◆ What to do:
Your task is to filter the data below down to the lines holding "glass".

☆ ☆ ☆ ☆

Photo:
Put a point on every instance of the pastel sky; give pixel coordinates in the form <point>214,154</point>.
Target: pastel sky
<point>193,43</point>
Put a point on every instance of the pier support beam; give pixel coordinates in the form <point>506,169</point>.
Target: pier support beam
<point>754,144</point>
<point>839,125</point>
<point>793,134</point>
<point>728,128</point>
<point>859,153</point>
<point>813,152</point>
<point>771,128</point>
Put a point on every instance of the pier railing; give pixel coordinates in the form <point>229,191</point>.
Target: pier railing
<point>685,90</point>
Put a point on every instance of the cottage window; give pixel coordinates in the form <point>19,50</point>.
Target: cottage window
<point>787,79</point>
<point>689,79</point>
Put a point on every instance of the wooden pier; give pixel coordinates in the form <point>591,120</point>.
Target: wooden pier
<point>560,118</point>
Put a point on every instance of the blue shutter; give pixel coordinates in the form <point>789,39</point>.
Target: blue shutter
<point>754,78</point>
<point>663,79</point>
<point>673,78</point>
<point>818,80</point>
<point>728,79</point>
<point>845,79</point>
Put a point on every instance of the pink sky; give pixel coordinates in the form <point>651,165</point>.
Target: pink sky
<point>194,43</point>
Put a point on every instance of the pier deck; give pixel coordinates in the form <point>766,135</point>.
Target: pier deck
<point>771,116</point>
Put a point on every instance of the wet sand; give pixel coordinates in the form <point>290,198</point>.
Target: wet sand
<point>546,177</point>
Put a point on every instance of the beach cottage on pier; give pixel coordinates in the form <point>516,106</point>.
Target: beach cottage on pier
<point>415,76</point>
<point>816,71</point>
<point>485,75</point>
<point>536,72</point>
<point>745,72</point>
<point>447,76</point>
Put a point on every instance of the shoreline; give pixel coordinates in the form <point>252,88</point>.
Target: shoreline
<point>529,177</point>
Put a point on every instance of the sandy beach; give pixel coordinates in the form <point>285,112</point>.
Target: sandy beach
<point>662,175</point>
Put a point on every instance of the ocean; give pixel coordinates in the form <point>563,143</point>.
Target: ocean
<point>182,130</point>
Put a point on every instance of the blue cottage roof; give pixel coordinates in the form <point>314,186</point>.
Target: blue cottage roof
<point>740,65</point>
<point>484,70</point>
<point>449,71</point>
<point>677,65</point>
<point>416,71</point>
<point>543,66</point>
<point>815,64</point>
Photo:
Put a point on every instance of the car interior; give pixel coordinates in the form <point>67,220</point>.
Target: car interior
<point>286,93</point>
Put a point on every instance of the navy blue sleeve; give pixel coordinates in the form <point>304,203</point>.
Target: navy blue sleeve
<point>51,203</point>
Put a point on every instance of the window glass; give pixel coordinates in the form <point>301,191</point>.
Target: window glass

☆ ☆ ☆ ☆

◆ Exercise output:
Put a point on every instance of the window glass; give pixel coordinates in the form <point>301,191</point>.
Target: window glass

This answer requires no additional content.